- **Brief 1**:
Please rewrite the entries below as a JSON list of strings, one string per line with blank lines left out, covering everything from the line that contains "Could you kindly pick out the footprint" down to the end of the entries.
=== Provided text ===
The four projects total approximately 1.8 million square feet of
office and PDR space, 237 residential units and 96,000 square feet
of retail space, and represent a total estimated investment of
approximately $1.4 billion.
Net Income Available to Common Stockholders / FFO Guidance
and Outlook
The company has updated its guidance range of NAREIT-defined FFO
per share - diluted for the full year 2017 to $3.35 - $3.45 per
share with a midpoint of $3.40 per share, reflecting the impact of
the write-off of the original issuance costs in connection with the
redemption of the Series H Preferred Stock, timing of dispositions
activity and overhead costs. The company’s guidance estimates for
the full year 2017, and the reconciliation of net income available
to common stockholders per share - diluted and FFO per share and
unit - diluted included within this press release, reflect
management’s views on current and future market conditions,
including assumptions with respect to rental rates, occupancy
levels, and the earnings impact of the events referenced in this
press release. These guidance estimates do not include any
estimates of possible future gains or losses or the impact on
operating results from possible future dispositions since any
potential future disposition transactions will ultimately depend on
market conditions and other factors, including but not limited to
the company’s capital needs and its ability to defer some or all of
the taxable gain on the sales. Moreover, the magnitude of gains or
losses on sales of depreciable operating properties, if any, will
depend on the sales price and depreciated cost basis of the
disposed assets at the time of disposition, information that is not
known at the time the company provides guidance, and the timing of
any gain recognition will depend on the closing of the
dispositions, information that is also not known at the time the
company provides guidance and may occur after the relevant guidance
period. These guidance estimates also do not include the impact on
operating results from potential future acquisitions, possible
capital markets activity, possible future impairment charges or any
events outside of the company’s control.
Conference Call and Audio Webcast
KRC management will discuss earnings guidance for fiscal year
2017 during the company’s July 27, 2017 earnings conference call.
The call will begin at 10:00 a.m. Pacific Time and last
approximately one hour. Those interested in listening via the
Internet can access the conference call at http://investors.kilroyrealty.com/phoenix.zhtml?c=79637&p=irol-audioarchives.
It may be necessary to download audio software to hear the
conference call. Those interested in listening via telephone can
access the conference call at (866) 777-2509. International callers
should dial (412) 317-5413. In order to bypass speaking to the
operator on the day of the call, please pre-register anytime at
http://dpregister.com/10110452. A
replay of the conference call will be available via telephone on
July 27, 2017 through August 3, 2017 by dialing (877) 344-7529
and entering passcode 10110452. International callers should dial
(412) 317-0088 and enter the same passcode. The replay will also be
available on our website at http://investors.kilroyrealty.com/phoenix.zhtml?c=79637&p=irol-audioarchives.
===
- **Brief 2**:
Continue the text above on the company's 2017 guidance and earnings call, starting after its last sentence.
=== Extracted records ===
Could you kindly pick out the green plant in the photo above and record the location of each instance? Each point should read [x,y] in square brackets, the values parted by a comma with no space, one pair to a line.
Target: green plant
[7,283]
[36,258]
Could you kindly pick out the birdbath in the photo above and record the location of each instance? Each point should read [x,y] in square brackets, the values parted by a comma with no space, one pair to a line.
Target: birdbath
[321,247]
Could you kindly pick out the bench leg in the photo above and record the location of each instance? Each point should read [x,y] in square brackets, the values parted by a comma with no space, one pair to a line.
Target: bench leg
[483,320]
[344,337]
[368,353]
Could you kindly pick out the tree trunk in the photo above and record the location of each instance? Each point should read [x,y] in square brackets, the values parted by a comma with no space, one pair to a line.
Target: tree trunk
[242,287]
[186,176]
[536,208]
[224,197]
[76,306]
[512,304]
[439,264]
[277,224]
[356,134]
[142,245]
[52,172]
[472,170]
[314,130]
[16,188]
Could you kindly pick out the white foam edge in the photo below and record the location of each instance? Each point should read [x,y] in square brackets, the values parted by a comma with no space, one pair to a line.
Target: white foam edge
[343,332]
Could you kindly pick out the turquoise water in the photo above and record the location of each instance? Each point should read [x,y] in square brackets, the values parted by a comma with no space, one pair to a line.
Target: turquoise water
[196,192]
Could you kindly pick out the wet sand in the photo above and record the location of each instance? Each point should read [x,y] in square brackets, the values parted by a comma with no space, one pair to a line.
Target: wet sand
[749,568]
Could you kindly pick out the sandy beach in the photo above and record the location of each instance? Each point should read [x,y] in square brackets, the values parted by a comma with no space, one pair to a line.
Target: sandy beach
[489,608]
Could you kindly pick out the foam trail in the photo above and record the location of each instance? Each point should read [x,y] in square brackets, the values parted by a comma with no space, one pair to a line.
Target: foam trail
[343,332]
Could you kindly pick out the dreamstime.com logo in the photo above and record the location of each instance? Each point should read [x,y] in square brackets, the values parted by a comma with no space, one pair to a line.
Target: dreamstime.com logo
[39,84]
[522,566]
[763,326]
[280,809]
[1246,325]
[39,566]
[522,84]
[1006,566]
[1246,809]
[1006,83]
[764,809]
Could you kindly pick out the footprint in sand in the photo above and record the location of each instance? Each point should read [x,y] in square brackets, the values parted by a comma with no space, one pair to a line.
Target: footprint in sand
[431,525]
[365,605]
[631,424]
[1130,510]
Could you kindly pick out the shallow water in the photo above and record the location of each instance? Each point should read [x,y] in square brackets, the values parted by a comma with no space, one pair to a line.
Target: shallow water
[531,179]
===
- **Right answer 1**:
[
  "Could you kindly pick out the footprint in sand in the photo above and record the location of each instance? Each point should read [x,y] in square brackets, the values parted by a comma with no space, one pair to a line.",
  "Target: footprint in sand",
  "[431,525]",
  "[365,605]",
  "[631,424]",
  "[1130,510]",
  "Could you kindly pick out the shallow water in the photo above and record the location of each instance? Each point should read [x,y] in square brackets, the values parted by a comma with no space, one pair to a line.",
  "Target: shallow water",
  "[531,179]"
]

- **Right answer 2**:
About Kilroy Realty Corporation
Kilroy Realty Corporation (KRC), a publicly traded real estate
investment trust and member of the S&P MidCap 400 Index, is one
of the West Coast’s premier landlords. The company has over 70
years of experience developing, acquiring and managing office and
mixed-use real estate assets. The company provides physical work
environments that foster creativity and productivity and serves a
broad roster of dynamic, innovation-driven tenants, including
technology, entertainment, digital media and health care
companies.
At June 30, 2017, the company’s stabilized portfolio
totaled approximately 14.4 million square feet of office space
and 200 residential units located in the coastal regions of Los
Angeles, Orange County, San Diego, the San Francisco Bay Area and
Greater Seattle. In addition, KRC had four projects totaling
approximately 1.8 million square feet of office space, 237
residential units and 96,000 square feet of retail space under
construction.
The company is recognized by GRESB as the North American leader
in sustainability and was ranked first among 178 North American
participants across all asset types. At the end of the second
quarter, the company’s stabilized portfolio was 52% LEED certified
and 71% of eligible properties were ENERGY STAR certified. More
information is available at http://www.kilroyrealty.com.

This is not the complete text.